> **OBJECTIVE**:
Rescale the following lines by reproducing all of them, requests included, with each x and y coordinate in the answers multiplied by 2.35 and rounded to the nearest whole number, halves rounded up.

───

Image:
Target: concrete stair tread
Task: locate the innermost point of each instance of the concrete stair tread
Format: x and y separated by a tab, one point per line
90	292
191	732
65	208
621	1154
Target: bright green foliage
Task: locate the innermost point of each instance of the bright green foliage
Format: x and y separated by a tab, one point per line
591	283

───

> **EXPECTED ANSWER**:
Image:
Target: concrete stair tread
Task: locate the innermost point of each instance of the concrete stair tread
Format: x and y separated by a tab, one point per line
212	686
449	1720
153	489
1459	2712
Target: bright green foliage
Task: locate the innermost point of each instance of the bright green foliage
Format: x and y separated by a tab, one point per line
1389	665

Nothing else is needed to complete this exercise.